• TASK DIRECTIONS: Return the data. Every word must match.

════════════════════

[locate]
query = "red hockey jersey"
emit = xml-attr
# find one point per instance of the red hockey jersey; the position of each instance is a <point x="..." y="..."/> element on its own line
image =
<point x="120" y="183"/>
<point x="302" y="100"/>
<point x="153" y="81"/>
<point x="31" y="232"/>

════════════════════

• EXERCISE SOLUTION:
[locate]
query = "red hockey jersey"
emit = xml-attr
# find one point per instance of the red hockey jersey; the position of each instance is a <point x="..." y="..."/> element on its own line
image =
<point x="120" y="183"/>
<point x="302" y="100"/>
<point x="153" y="81"/>
<point x="31" y="232"/>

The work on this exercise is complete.